Task goal
Turn the lines below into a numbered list, leaving out any blank lines.

— begin Records for processing —

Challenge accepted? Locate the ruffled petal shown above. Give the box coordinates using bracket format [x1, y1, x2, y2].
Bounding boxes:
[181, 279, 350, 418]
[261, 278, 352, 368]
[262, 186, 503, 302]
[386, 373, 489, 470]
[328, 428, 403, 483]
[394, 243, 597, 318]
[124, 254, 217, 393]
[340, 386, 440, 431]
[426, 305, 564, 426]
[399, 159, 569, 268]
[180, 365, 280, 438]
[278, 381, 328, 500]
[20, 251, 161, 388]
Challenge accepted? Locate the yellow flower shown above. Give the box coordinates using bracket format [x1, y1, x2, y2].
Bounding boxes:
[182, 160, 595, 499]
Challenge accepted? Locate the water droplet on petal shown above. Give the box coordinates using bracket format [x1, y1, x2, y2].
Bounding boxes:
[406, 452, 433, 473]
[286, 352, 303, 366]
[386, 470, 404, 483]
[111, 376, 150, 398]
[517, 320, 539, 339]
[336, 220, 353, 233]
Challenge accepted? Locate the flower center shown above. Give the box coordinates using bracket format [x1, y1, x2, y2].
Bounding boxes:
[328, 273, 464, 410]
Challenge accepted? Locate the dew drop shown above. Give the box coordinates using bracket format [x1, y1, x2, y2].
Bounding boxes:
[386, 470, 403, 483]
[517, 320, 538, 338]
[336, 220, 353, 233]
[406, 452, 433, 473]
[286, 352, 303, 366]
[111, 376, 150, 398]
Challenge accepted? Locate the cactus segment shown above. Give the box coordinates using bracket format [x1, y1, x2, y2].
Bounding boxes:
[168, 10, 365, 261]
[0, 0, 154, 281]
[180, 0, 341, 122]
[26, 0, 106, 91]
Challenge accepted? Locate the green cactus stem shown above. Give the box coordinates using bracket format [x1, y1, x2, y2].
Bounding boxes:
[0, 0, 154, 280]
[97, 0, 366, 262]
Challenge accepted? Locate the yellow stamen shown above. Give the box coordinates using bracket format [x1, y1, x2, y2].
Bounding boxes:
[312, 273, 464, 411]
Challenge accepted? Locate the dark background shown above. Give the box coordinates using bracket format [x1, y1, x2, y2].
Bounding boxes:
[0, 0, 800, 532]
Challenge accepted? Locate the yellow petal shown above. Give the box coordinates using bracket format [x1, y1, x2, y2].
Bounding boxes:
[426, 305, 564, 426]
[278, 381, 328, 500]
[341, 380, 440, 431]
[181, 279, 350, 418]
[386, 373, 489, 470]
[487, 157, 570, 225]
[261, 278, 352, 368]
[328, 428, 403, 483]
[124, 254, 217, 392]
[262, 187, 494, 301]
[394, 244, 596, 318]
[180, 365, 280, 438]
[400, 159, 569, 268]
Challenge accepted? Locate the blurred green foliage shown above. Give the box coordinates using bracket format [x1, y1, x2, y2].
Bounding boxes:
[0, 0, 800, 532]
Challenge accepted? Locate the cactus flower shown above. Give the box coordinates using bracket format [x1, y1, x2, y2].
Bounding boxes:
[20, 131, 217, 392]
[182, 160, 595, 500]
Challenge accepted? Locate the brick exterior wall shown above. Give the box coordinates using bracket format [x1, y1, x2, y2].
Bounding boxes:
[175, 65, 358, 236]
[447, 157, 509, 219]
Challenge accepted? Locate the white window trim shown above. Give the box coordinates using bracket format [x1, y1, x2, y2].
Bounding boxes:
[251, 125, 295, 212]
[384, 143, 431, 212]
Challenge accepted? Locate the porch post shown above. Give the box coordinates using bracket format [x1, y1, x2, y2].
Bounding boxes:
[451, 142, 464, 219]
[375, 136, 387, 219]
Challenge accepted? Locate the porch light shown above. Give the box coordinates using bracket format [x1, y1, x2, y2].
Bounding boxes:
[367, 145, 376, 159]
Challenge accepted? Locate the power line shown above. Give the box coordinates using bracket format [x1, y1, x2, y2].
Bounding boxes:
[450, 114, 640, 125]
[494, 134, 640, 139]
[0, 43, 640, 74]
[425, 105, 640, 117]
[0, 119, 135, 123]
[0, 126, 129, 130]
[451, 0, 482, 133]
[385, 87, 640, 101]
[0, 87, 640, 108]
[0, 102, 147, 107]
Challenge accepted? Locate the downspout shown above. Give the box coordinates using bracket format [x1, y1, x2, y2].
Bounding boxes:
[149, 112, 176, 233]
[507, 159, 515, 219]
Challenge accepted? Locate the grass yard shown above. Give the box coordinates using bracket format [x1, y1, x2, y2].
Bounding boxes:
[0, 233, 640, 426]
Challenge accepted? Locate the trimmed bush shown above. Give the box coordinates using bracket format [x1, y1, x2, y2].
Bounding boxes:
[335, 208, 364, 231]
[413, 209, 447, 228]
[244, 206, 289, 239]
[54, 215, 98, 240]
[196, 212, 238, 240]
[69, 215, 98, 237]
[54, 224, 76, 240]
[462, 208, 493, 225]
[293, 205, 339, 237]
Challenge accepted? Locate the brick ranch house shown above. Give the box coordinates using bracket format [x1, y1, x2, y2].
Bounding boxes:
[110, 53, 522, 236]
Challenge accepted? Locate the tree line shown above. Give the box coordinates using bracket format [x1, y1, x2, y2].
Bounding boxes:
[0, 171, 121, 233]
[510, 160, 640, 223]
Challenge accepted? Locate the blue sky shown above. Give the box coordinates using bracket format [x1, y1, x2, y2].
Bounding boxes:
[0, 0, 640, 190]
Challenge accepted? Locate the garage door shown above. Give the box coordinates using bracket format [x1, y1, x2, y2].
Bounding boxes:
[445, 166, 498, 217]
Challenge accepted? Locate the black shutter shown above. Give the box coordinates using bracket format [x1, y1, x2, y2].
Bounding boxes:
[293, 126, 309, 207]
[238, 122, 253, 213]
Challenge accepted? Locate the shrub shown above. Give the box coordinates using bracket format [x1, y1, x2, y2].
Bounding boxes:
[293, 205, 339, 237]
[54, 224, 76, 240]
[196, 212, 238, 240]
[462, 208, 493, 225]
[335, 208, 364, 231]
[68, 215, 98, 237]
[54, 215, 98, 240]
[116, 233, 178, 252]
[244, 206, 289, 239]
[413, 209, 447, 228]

— end Records for processing —

The completed task
1. Challenge accepted? Locate the ruffled petal shown above. Give the box coordinates using bracket format [x1, y1, x2, y2].
2. Bounding boxes:
3. [181, 279, 350, 418]
4. [261, 278, 352, 368]
5. [262, 186, 503, 302]
6. [386, 373, 489, 470]
7. [328, 428, 403, 483]
8. [394, 243, 597, 318]
9. [124, 254, 217, 393]
10. [340, 386, 440, 431]
11. [426, 305, 564, 426]
12. [399, 159, 569, 268]
13. [180, 365, 280, 438]
14. [278, 381, 328, 500]
15. [20, 251, 161, 388]
16. Challenge accepted? Locate the yellow flower shown above. Give the box coordinates using bracket format [x1, y1, x2, y2].
17. Bounding boxes:
18. [182, 160, 595, 499]
19. Challenge accepted? Locate the water droplet on petal shown above. Give the box coordinates using bracket format [x1, y1, x2, y2].
20. Bounding boxes:
21. [406, 452, 433, 473]
22. [286, 352, 303, 366]
23. [386, 470, 404, 483]
24. [111, 376, 150, 398]
25. [517, 320, 539, 339]
26. [336, 220, 353, 233]
27. Challenge accepted? Locate the flower center shown above. Give the box coordinates using bracket format [x1, y1, x2, y2].
28. Bounding boxes:
29. [328, 273, 464, 410]
30. Challenge accepted? Locate the dew drop shown above. Give the box coordinates using bracket format [x1, y1, x2, y2].
31. Bounding boxes:
32. [386, 470, 403, 483]
33. [517, 320, 538, 338]
34. [336, 220, 353, 233]
35. [406, 452, 433, 473]
36. [286, 352, 303, 366]
37. [111, 376, 150, 398]
38. Challenge accepted? Locate the cactus segment shown above. Give the box coordinates using bracket format [x1, y1, x2, y2].
39. Bounding boxes:
40. [168, 10, 365, 261]
41. [0, 0, 154, 281]
42. [180, 0, 341, 122]
43. [26, 0, 106, 91]
44. Challenge accepted? Locate the green cactus stem shown above. Give the box coordinates using bracket format [x1, y1, x2, y2].
45. Bounding boxes:
46. [0, 0, 154, 280]
47. [97, 0, 366, 262]
48. Challenge accepted? Locate the yellow stamen shown above. Give the box coordinates using bracket format [x1, y1, x2, y2].
49. Bounding boxes:
50. [312, 273, 464, 411]
51. Challenge accepted? Locate the dark background shown above. Give the box coordinates using bracket format [x1, y1, x2, y2].
52. Bounding boxes:
53. [0, 0, 800, 532]
54. Challenge accepted? Locate the yellow petal shown above. Give the box coordinates using bracket format [x1, y1, x2, y2].
55. Bounding boxes:
56. [426, 305, 564, 426]
57. [278, 381, 328, 500]
58. [341, 380, 440, 431]
59. [181, 279, 350, 418]
60. [386, 373, 489, 470]
61. [487, 157, 570, 225]
62. [261, 278, 352, 368]
63. [328, 428, 403, 483]
64. [124, 254, 217, 392]
65. [262, 187, 494, 301]
66. [394, 244, 596, 318]
67. [180, 365, 280, 438]
68. [400, 159, 569, 268]
69. Challenge accepted? Locate the blurred green foliage shown above. Give the box coordinates using bracket format [x1, y1, x2, y2].
70. Bounding boxes:
71. [0, 0, 800, 532]
72. Challenge accepted? Locate the cactus flower shown above. Give the box coordinates using bracket format [x1, y1, x2, y2].
73. Bounding boxes:
74. [20, 131, 217, 392]
75. [182, 160, 595, 500]
76. Challenge accepted? Locate the brick exterior wall shown above. Give the box coordinates using bracket format [x1, y1, x2, y2].
77. Bounding boxes:
78. [175, 65, 358, 236]
79. [447, 157, 509, 219]
80. Challenge accepted? Locate the white window trim shown above. Give the box coordinates using bracket format [x1, y1, x2, y2].
81. Bounding boxes:
82. [251, 125, 295, 212]
83. [384, 143, 431, 212]
84. Challenge accepted? Locate the porch post shown above. Give the box coordinates using bracket format [x1, y1, x2, y2].
85. Bounding boxes:
86. [451, 142, 464, 219]
87. [375, 136, 387, 219]
88. Challenge accepted? Locate the porch light shown above. Give the box coordinates using bracket format [x1, y1, x2, y2].
89. Bounding boxes:
90. [367, 145, 376, 159]
91. Challenge accepted? Locate the power line shown above. Give the box coordinates using bracket format [x1, y1, x2, y2].
92. Bounding boxes:
93. [450, 114, 640, 125]
94. [494, 134, 640, 139]
95. [0, 43, 640, 74]
96. [425, 105, 640, 117]
97. [0, 119, 135, 123]
98. [0, 126, 129, 130]
99. [451, 0, 482, 133]
100. [385, 87, 640, 101]
101. [0, 87, 640, 108]
102. [0, 102, 147, 107]
103. Challenge accepted? Locate the downspout shown above. Give the box coordinates using bracket format [x1, y1, x2, y2].
104. Bounding boxes:
105. [149, 112, 176, 233]
106. [507, 159, 515, 219]
107. Challenge accepted? Locate the grass yard shown above. Give the box coordinates using bracket format [x1, y1, x2, y2].
108. Bounding boxes:
109. [0, 233, 640, 426]
110. Challenge accepted? Locate the trimmed bush shown above. Give the box coordinates using bracket format [x1, y1, x2, y2].
111. Bounding boxes:
112. [335, 208, 364, 231]
113. [413, 209, 447, 228]
114. [244, 206, 289, 239]
115. [54, 215, 98, 240]
116. [196, 212, 238, 240]
117. [69, 215, 98, 237]
118. [54, 224, 76, 240]
119. [462, 208, 493, 225]
120. [293, 205, 339, 237]
121. Challenge accepted? Locate the brick ranch house shown above. Give the box coordinates using bracket format [x1, y1, x2, y2].
122. Bounding boxes:
123. [110, 53, 522, 236]
124. Challenge accepted? Locate the tree line shown above. Give the box coordinates using bracket format [x1, y1, x2, y2].
125. Bounding boxes:
126. [0, 171, 121, 233]
127. [510, 160, 640, 223]
128. Challenge accepted? Locate the blue sky shown above. Give the box coordinates using bracket format [x1, y1, x2, y2].
129. Bounding boxes:
130. [0, 0, 640, 190]
131. Challenge accepted? Locate the garage door shown above. Give the box coordinates using bracket format [x1, y1, x2, y2].
132. Bounding boxes:
133. [445, 166, 498, 217]
134. Challenge accepted? Locate the black shutter shown above. Give the box coordinates using bracket format [x1, y1, x2, y2].
135. Bounding boxes:
136. [293, 126, 309, 207]
137. [238, 122, 253, 213]
138. Challenge accepted? Locate the shrub shown above. Give the box coordinates using bracket format [x1, y1, x2, y2].
139. Bounding boxes:
140. [293, 205, 339, 237]
141. [54, 224, 76, 240]
142. [196, 212, 238, 240]
143. [462, 208, 493, 225]
144. [335, 208, 364, 231]
145. [68, 215, 98, 237]
146. [54, 215, 98, 240]
147. [116, 233, 178, 252]
148. [244, 206, 289, 239]
149. [413, 209, 447, 228]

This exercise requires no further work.